Passage provided —
######
Benchmark rates mixed as 1Q deficit seen below ceiling

Published by rudy Date posted on April 20, 2010

BENCHMARK interest rates were mixed at Monday’s auction of Treasury bills, as the government said its first-quarter budget deficit stayed below its ceiling.

The auction committee upsized its P8 billion T-bill offering to P8.6 billion.

The rate on the 91-day T-bill fell 55 basis points to 3.82 percent. Total tenders reached P6.304 billion, leading the government to award P2.1-billion worth of the three-month debt papers, or higher than the P1.5 billion programmed for the day.

It was a different story for the 182- and 364-day T-bills, the rates for which inched up to 4.036 percent and 4.408 percent, respectively, from the previous 4.030 percent and 4.385 percent.

“These are sideways movement in the market or within the ideal bracket of interest that the government is willing to give the investors,” Finance Undersecretary Gil Beltran, who chaired Monday’s auction, said.
######
Lines of data:

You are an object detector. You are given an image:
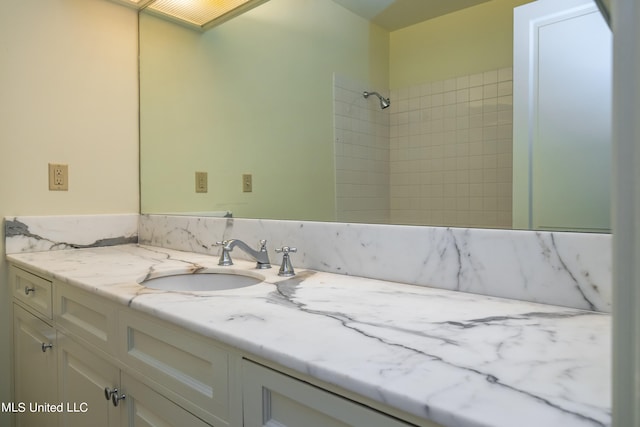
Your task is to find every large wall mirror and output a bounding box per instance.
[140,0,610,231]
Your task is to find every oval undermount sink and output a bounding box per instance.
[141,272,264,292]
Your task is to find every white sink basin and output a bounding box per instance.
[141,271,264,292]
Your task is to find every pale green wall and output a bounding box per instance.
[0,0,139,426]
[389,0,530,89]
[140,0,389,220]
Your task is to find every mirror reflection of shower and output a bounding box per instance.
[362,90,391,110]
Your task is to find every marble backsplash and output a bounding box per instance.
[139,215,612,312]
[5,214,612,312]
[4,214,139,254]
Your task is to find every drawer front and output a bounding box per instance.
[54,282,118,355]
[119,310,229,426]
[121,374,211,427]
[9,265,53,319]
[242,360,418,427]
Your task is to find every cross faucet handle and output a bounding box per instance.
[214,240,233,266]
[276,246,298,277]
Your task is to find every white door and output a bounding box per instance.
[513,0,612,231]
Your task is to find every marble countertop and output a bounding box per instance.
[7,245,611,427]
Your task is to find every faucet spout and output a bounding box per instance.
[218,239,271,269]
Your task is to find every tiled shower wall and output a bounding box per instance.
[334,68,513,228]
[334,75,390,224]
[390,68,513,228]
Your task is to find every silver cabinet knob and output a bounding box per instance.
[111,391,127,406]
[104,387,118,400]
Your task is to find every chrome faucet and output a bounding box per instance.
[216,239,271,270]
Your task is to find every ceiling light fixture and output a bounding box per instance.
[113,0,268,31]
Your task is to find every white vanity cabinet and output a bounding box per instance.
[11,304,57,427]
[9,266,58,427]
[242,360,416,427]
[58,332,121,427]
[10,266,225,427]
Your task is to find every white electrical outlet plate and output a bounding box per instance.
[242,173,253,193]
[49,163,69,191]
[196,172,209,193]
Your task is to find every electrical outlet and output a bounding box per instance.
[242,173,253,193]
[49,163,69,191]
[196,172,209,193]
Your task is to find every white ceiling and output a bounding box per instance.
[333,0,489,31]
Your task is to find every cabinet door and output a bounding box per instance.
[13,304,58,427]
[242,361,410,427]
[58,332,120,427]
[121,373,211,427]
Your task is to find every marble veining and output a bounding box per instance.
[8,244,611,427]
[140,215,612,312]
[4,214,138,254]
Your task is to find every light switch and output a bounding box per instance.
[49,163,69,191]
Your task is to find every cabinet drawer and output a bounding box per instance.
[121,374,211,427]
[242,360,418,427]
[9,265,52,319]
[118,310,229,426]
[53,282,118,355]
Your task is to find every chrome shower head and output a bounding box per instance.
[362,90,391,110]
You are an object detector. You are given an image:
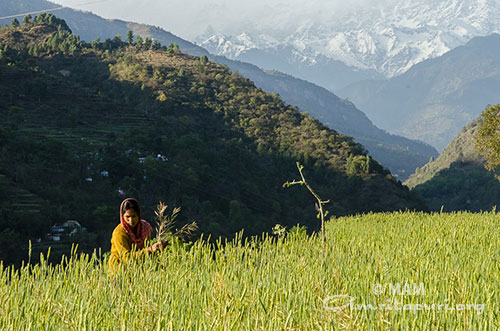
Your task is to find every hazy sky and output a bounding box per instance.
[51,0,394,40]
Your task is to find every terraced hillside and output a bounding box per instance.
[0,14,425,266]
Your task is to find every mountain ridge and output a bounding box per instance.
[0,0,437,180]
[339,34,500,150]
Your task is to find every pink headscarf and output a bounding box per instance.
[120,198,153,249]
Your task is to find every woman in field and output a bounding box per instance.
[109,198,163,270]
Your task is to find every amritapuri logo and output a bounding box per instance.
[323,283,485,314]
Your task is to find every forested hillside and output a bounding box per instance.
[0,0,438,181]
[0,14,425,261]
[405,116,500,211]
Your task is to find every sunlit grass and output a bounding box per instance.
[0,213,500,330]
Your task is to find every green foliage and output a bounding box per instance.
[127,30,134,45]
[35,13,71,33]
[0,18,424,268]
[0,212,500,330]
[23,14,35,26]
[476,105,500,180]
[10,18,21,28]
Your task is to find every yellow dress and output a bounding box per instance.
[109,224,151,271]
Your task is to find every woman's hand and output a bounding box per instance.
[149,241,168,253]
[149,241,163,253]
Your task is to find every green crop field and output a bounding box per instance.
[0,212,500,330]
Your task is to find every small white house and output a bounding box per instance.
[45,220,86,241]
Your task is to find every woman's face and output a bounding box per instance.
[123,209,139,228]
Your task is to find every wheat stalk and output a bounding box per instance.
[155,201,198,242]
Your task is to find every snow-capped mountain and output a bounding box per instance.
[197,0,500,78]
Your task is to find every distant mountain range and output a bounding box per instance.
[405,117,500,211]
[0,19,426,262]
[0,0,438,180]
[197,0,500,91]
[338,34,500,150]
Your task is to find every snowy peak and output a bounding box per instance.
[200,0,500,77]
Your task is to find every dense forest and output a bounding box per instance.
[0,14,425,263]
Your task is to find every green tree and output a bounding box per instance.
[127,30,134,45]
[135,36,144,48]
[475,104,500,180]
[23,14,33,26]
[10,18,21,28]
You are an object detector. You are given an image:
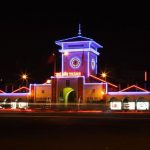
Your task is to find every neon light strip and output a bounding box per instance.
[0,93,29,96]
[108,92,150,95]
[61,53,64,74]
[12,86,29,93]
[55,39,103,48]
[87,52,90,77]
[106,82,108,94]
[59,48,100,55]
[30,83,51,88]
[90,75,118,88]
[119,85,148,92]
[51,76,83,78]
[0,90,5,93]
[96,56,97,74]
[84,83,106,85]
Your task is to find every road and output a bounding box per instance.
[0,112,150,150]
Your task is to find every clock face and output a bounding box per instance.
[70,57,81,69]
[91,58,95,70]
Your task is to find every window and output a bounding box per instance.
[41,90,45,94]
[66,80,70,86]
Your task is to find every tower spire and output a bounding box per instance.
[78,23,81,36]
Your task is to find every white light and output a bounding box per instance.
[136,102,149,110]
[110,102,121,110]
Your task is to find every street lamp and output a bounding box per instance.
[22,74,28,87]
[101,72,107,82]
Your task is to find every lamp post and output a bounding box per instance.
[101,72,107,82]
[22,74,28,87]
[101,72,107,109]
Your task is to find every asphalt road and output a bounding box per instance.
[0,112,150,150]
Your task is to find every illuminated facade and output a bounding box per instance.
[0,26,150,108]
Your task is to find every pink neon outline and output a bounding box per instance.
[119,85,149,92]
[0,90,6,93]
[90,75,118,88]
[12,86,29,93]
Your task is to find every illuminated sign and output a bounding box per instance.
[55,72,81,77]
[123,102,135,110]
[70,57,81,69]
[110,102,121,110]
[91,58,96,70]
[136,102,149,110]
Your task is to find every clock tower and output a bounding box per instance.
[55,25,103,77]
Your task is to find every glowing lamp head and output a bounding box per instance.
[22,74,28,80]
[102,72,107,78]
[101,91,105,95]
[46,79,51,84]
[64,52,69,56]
######
What to produce — According to the article on the Treasury bill auction, to what rate did the 91-day T-bill fall?

Expected answer — The 91-day T-bill rate fell 55 basis points to 3.82 percent.